* _Dataset items_:
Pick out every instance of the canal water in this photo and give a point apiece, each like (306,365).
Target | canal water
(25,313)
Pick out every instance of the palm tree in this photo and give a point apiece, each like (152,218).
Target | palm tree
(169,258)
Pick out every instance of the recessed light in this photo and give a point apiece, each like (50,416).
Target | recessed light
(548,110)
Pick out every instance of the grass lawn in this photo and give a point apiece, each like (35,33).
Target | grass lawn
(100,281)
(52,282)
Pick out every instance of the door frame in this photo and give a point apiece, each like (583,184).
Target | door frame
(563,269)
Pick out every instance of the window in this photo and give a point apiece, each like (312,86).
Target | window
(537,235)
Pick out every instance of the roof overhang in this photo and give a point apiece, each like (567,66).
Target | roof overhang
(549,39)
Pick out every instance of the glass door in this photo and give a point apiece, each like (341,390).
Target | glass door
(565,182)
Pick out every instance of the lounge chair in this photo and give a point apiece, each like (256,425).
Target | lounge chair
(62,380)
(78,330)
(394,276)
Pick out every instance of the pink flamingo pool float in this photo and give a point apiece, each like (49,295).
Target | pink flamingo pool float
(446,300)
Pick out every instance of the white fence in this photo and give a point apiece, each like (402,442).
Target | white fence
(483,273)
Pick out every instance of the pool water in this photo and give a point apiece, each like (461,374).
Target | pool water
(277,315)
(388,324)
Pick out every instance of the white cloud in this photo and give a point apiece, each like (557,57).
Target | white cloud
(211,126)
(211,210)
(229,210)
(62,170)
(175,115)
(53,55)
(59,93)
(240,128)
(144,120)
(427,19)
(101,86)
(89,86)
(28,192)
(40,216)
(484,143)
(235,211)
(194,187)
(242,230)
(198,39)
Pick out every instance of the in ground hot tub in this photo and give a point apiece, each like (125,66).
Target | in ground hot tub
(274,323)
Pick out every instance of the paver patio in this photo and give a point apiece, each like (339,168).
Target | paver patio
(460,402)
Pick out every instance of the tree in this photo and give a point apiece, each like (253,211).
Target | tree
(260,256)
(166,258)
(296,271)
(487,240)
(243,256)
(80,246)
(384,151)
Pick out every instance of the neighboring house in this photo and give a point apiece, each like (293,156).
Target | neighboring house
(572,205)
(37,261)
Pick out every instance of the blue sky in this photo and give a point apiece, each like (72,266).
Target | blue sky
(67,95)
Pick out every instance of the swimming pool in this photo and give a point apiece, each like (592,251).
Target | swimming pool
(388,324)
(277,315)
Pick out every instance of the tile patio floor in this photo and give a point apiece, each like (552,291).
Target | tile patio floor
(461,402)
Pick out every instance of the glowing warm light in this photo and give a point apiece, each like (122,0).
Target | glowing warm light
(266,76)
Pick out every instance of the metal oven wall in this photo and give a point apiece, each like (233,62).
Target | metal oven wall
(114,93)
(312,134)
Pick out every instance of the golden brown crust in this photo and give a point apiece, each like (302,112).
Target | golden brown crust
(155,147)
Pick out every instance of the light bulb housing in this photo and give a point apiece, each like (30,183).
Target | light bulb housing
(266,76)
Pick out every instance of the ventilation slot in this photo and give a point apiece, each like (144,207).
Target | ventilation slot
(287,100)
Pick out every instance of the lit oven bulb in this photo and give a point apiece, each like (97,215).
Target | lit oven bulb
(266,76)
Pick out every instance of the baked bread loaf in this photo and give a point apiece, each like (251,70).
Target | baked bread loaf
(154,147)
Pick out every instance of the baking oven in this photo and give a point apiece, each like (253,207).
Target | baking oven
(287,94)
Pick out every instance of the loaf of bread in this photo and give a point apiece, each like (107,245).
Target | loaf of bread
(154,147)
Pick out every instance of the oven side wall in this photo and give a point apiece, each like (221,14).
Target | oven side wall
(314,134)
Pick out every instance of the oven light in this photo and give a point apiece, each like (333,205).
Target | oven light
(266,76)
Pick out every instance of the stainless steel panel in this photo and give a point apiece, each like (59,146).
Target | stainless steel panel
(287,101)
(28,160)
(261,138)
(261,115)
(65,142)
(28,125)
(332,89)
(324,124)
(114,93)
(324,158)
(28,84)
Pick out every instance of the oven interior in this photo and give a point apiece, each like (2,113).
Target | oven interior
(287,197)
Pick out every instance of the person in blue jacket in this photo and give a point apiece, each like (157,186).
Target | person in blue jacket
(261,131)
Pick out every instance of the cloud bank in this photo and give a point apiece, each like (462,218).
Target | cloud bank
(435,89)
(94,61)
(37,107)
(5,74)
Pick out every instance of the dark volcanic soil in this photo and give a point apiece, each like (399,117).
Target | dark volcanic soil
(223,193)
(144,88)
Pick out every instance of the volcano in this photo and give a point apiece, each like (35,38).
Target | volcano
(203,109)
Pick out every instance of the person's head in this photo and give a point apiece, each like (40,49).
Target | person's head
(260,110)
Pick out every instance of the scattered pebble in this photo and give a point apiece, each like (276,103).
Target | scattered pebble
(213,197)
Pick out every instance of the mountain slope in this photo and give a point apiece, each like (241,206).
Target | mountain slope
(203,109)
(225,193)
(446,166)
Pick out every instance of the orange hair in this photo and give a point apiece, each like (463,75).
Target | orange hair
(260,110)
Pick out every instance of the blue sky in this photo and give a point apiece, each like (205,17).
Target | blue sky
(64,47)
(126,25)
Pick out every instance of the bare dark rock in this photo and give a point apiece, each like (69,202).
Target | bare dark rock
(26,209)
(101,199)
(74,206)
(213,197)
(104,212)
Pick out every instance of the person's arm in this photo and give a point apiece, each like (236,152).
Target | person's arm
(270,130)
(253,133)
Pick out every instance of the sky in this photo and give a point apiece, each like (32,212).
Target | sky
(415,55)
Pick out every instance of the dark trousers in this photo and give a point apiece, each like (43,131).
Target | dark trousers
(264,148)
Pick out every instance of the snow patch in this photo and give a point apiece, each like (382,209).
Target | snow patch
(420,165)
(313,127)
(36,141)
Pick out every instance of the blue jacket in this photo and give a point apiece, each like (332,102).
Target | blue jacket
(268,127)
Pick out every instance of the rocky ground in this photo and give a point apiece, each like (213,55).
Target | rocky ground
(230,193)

* _About this task_: Could you transcribe the entries above word for word, from the line with "Pick out every instance of the door" down to the line with "Pick out every instance of the swimming", keeping both?

* _Response area_:
Pick out every instance of the door frame in this photo and give a point apiece, each like (583,184).
Target | door frame
(563,269)
Pick out every instance of the window in this photo and give a point apiece, each like (312,86).
Target | window
(537,235)
Pick out every instance of the roof overhang in this photo and give a point apiece, each like (567,66).
Target | roof overhang
(549,39)
Pick out every instance of the glass door in this photo and give a point apiece, each like (341,390).
Target | glass door
(565,182)
Pick out every instance of the lounge chair in this photo and give a point apiece, each like (256,425).
Target | lounge chair
(62,380)
(78,330)
(394,276)
Pick out every instance of the pink flamingo pool float in this photo and give a point apiece, each like (49,295).
Target | pink flamingo pool float
(446,300)
Pick out every instance of the white fence in this photo and give a point apiece, each like (402,442).
Target | white fence
(483,273)
Pick out every instance of the pool water in this photo and give a point apiece, each like (461,374).
Target | pool water
(277,315)
(388,324)
Pick out every instance of the white cloud in this photo and give a point apiece, each like (557,57).
Target | white cloud
(211,126)
(211,210)
(229,210)
(62,170)
(175,115)
(53,55)
(59,93)
(240,128)
(144,120)
(427,19)
(101,86)
(89,86)
(28,192)
(40,216)
(484,143)
(235,211)
(194,187)
(242,230)
(198,39)
Pick out every instance of the in ground hot tub in this photo and give a point apiece, each like (125,66).
Target | in ground hot tub
(274,323)
Pick out every instance of the paver patio in this photo and give a point apiece, each like (339,168).
Target | paver patio
(460,402)
Pick out every instance of the tree in this photo and give a point apiece, each like (253,211).
Target | tree
(260,256)
(166,258)
(296,271)
(487,240)
(243,256)
(80,246)
(384,151)
Pick out every instance of the neighboring house in this photo and give a point apiece, each like (293,156).
Target | neighboring house
(572,205)
(37,261)
Pick out every instance of the blue sky in this photo and give a point apiece, each like (72,266).
Target | blue sky
(67,95)
Pick out every instance of the swimming pool in this photo and give a point apiece, each like (592,251).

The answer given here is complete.